### Problem description
Go through the entries below from the first line and transcribe each one exactly, ending with the line that contains "[segment] **tiled floor grout line**".

### Provided data
- - -
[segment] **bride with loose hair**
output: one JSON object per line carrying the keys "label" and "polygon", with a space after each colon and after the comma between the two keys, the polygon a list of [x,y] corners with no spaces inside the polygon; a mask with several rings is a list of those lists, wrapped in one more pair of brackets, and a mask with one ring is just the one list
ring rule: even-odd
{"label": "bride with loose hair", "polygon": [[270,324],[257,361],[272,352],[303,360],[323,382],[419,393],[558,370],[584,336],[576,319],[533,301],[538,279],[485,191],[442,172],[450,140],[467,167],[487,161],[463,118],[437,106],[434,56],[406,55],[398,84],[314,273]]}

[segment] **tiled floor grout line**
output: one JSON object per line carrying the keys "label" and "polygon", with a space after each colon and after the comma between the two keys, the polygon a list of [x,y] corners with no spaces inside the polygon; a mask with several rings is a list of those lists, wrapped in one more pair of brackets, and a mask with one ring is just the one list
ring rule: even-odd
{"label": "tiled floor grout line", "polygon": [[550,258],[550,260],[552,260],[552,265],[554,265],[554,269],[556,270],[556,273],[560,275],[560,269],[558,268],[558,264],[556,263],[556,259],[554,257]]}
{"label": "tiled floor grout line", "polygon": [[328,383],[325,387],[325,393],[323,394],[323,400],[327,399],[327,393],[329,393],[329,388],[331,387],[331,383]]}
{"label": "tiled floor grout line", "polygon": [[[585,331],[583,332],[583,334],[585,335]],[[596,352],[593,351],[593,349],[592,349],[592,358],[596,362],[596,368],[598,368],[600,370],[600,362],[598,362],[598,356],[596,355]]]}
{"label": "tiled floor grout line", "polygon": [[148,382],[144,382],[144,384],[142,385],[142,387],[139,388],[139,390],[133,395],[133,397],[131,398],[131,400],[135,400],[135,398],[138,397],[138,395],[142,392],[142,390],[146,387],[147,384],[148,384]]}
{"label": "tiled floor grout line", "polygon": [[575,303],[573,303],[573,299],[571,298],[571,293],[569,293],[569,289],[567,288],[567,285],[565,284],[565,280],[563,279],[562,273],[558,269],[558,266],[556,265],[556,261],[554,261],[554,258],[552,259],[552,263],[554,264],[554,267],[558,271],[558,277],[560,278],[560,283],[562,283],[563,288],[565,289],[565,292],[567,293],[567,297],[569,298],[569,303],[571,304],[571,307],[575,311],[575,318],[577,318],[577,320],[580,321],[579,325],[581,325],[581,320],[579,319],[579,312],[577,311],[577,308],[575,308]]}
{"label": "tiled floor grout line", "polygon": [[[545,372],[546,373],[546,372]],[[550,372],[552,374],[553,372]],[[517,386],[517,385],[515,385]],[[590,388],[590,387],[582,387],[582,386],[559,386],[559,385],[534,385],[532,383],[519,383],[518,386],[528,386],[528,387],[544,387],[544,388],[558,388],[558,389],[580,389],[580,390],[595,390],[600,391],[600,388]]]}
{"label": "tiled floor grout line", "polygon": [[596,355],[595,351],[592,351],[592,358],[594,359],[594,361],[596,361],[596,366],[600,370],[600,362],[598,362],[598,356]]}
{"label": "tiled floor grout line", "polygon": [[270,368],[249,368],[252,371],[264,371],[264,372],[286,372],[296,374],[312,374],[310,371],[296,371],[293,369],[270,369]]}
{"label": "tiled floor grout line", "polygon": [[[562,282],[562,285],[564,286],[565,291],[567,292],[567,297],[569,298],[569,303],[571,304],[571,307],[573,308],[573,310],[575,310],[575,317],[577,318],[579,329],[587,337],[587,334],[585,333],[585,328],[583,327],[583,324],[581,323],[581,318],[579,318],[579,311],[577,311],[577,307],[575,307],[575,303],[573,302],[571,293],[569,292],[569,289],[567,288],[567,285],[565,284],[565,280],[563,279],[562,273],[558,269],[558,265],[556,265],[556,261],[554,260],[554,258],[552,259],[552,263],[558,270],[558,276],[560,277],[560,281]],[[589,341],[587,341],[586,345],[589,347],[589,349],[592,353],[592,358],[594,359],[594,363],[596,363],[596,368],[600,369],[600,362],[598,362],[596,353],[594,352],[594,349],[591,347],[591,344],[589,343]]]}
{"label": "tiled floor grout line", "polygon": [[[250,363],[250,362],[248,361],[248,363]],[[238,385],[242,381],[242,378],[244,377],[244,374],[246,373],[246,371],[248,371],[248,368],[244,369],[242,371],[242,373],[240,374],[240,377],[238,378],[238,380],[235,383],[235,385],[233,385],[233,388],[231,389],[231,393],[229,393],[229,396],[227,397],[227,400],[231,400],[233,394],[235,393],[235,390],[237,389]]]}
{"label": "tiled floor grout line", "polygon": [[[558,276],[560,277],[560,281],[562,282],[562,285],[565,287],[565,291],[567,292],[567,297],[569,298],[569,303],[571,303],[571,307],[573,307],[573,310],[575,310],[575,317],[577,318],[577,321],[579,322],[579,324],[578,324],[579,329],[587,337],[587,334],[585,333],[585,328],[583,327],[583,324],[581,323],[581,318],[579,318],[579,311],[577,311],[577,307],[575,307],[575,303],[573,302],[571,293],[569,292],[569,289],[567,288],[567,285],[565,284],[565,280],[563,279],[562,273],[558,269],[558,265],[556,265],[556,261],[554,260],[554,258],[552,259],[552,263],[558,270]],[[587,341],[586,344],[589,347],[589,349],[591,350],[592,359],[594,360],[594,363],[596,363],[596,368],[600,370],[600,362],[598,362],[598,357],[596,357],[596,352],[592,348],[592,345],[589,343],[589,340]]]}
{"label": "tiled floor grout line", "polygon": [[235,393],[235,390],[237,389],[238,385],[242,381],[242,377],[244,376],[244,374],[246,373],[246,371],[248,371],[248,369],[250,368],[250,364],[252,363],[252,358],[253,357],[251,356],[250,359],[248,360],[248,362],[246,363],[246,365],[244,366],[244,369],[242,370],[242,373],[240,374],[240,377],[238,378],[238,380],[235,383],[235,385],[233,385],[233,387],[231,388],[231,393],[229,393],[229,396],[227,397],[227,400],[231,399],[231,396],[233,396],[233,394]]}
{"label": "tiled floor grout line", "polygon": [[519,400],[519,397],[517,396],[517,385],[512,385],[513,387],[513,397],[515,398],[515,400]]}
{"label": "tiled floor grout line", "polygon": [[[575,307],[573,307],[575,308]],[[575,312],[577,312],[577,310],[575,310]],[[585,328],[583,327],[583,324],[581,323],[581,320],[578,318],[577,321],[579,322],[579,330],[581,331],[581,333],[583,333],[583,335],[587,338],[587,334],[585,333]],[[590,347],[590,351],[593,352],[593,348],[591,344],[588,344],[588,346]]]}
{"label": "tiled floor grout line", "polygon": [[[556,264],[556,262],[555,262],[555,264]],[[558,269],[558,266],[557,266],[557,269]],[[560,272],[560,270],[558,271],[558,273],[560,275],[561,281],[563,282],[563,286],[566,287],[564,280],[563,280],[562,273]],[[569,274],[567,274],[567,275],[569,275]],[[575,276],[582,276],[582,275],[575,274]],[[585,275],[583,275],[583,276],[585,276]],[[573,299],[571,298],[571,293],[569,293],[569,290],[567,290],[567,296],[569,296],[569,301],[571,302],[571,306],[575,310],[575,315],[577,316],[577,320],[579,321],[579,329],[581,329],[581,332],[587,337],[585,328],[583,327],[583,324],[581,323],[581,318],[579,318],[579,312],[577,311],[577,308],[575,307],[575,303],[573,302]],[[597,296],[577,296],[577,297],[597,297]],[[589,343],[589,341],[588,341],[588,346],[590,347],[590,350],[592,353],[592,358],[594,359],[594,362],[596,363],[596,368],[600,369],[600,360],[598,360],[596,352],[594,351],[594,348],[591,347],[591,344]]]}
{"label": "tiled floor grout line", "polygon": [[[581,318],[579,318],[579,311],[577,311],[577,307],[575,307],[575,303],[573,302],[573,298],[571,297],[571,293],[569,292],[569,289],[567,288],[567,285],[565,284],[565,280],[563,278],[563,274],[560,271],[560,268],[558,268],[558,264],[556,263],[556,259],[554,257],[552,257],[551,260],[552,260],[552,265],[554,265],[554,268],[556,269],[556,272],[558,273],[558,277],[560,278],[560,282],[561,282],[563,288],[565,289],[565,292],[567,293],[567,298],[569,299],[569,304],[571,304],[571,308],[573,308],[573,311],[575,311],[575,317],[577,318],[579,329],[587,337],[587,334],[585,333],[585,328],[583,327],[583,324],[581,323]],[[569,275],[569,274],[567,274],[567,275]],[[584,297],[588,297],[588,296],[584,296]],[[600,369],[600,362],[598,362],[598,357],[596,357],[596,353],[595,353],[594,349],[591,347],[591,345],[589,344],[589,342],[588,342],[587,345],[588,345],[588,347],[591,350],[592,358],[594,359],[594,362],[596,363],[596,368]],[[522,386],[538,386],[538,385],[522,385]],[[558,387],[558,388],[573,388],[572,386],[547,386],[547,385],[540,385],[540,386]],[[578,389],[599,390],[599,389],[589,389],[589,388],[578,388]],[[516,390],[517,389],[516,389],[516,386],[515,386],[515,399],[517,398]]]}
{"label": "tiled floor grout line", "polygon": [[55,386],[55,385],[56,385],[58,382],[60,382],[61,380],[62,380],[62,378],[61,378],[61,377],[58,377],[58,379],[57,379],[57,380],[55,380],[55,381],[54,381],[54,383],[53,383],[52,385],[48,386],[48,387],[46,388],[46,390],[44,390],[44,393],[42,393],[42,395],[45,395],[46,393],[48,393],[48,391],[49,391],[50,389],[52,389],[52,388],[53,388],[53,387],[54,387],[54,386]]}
- - -
### Response box
[segment] **bride with loose hair**
output: one JSON object per line carrying the keys "label" and "polygon", with a space after each colon and after the comma between the two keys, the polygon a list of [x,y] corners with no spaces inside the polygon; a mask with several rings is a list of those lists, wrapped in one more pair of brackets, and a mask with one ring is just the one list
ring rule: even-odd
{"label": "bride with loose hair", "polygon": [[270,324],[257,361],[272,352],[303,360],[323,382],[419,393],[558,370],[584,336],[576,319],[533,301],[538,279],[485,191],[442,172],[450,140],[467,167],[487,161],[463,118],[437,106],[434,56],[406,55],[398,84],[314,273]]}

[segment] **tiled floor grout line**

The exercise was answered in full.